# [What you need to do]
1. Print the passage from the Emjay Anthony text starting with "- Born: Emjay" and going on through "relocated to California.", word for word.
2. Return, without any change, the lines of the entries starting with the line with "Task: tag the man's right" and going on through the final line of the entries, both included.

# [Document text]

- Born: Emjay Anthony Salazar June 1, 2003 (age 23) Clearwater, Florida, U.S.
- Occupations: Actor; model;
- Years active: 2009–present

= Emjay Anthony =

American actor and model

Emjay Anthony Salazar (born June 1, 2003) is an American actor and model. His major films include It's Complicated, Chef, Krampus, Replicas, and Bad Moms.

==Early life==
Emjay Anthony Salazar was born on June 1, 2003, in Clearwater Beach, Florida, to parents Michael and Trisha Salazar. He has an older sister named Sage. He modeled as a young child and made his acting debut in a Werther's candy commercial at the age of four. When he was 5, he and his family relocated to California.

# [Records provided]
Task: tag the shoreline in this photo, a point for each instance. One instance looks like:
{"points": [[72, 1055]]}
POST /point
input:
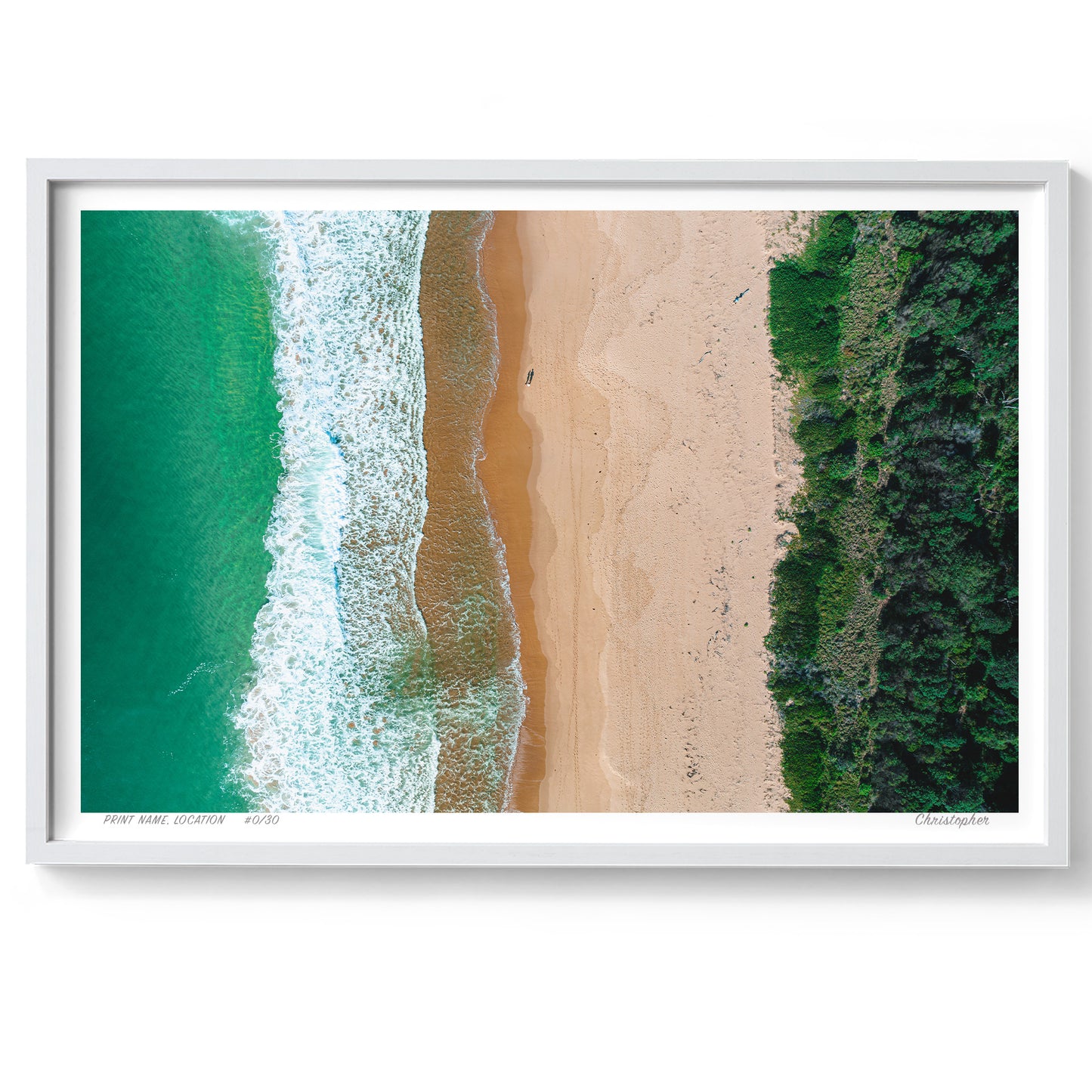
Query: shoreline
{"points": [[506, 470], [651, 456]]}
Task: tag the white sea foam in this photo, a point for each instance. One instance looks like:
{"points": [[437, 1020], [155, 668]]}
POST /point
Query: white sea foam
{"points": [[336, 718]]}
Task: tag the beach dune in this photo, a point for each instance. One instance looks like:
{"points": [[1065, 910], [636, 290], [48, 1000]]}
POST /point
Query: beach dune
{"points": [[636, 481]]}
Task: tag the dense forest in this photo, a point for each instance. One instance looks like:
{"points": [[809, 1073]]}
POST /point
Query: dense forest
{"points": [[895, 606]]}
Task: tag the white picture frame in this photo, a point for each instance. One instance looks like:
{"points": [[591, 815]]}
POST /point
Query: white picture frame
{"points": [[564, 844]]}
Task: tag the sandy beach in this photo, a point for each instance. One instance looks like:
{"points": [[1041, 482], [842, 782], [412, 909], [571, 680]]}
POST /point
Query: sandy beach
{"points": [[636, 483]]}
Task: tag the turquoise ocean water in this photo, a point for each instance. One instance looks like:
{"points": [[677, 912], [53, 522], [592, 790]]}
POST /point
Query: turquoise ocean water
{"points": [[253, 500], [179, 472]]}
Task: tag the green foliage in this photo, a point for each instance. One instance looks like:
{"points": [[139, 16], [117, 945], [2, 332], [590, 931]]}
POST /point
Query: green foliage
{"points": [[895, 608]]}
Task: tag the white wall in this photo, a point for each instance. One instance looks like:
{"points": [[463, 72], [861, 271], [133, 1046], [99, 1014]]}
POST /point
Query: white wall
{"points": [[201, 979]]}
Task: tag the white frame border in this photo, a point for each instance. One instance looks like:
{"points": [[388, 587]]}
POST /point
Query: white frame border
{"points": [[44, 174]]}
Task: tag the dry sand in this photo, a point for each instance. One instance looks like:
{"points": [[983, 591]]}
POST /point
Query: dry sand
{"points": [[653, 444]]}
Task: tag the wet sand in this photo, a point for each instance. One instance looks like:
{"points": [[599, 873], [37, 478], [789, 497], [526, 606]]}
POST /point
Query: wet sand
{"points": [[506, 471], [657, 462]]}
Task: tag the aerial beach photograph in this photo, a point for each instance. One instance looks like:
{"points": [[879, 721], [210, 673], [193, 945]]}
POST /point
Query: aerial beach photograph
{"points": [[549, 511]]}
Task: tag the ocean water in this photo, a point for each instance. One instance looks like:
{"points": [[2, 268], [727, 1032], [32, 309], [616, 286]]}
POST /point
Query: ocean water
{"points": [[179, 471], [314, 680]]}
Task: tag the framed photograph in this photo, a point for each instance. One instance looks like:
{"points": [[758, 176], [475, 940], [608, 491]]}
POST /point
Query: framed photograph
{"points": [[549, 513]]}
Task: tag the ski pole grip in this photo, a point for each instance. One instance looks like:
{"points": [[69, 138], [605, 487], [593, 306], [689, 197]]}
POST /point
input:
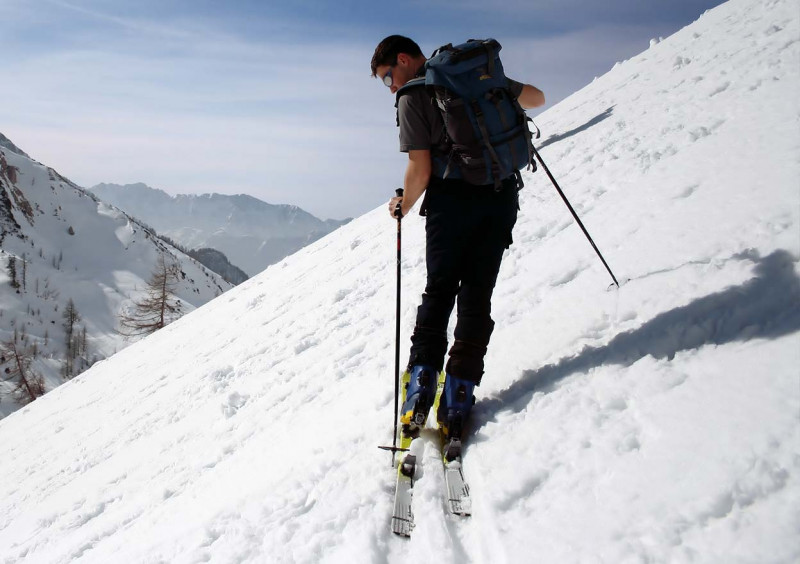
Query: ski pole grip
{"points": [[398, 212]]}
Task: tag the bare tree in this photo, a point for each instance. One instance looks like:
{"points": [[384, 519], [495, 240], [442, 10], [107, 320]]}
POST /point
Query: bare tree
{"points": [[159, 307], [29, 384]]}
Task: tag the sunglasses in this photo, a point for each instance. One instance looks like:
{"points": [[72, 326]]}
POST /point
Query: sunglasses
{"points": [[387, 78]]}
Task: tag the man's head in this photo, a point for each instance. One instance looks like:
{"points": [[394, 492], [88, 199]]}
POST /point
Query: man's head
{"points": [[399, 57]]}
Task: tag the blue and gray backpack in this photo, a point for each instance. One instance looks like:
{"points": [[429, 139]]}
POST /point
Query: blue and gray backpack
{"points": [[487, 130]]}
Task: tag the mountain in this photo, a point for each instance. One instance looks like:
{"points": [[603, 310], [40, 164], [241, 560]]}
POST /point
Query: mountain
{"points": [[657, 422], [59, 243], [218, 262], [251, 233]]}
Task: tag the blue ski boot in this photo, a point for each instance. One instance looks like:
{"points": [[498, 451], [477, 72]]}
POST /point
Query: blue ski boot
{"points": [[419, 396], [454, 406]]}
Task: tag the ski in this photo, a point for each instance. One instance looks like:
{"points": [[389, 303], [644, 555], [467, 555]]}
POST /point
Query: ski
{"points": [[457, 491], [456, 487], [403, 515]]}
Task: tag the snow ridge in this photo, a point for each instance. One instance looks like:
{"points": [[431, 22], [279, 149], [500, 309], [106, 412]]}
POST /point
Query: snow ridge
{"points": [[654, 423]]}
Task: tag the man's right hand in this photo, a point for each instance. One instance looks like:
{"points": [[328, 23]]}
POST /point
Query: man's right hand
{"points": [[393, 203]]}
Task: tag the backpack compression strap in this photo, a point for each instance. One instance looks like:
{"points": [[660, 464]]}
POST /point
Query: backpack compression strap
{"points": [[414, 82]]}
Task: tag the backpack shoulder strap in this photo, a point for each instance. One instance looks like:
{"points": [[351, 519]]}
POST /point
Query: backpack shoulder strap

# [Task-by-task outputs]
1.
- Born: Emjay Anthony Salazar June 1, 2003 (age 23) Clearwater, Florida, U.S.
- Occupations: Actor; model;
- Years active: 2009–present

= Emjay Anthony =

American actor and model

Emjay Anthony Salazar (born June 1, 2003) is an American actor and model. His major films include It's Complicated, Chef, Krampus, Replicas, and Bad Moms.

==Early life==
Emjay Anthony Salazar was born on June 1, 2003, in Clearwater Beach, Florida, to parents Michael and Trisha Salazar. He has an older sister named Sage. He modeled as a young child and made his acting debut in a Werther's candy commercial at the age of four. When he was 5, he and his family relocated to California.

2.
Task: tag the man's right hand in this photo, a point for each instance. One instance looks like:
{"points": [[328, 23]]}
POST /point
Query: man's right hand
{"points": [[393, 203]]}
Task: tag the backpack compression strap in this photo, a point for each instance. One instance looks like:
{"points": [[660, 464]]}
POST /point
Query: backpack compression strap
{"points": [[414, 82]]}
Task: tag the backpack shoulder strap in this photo, a point for each instance. One instance looks like:
{"points": [[351, 519]]}
POST /point
Query: backpack shoulder strap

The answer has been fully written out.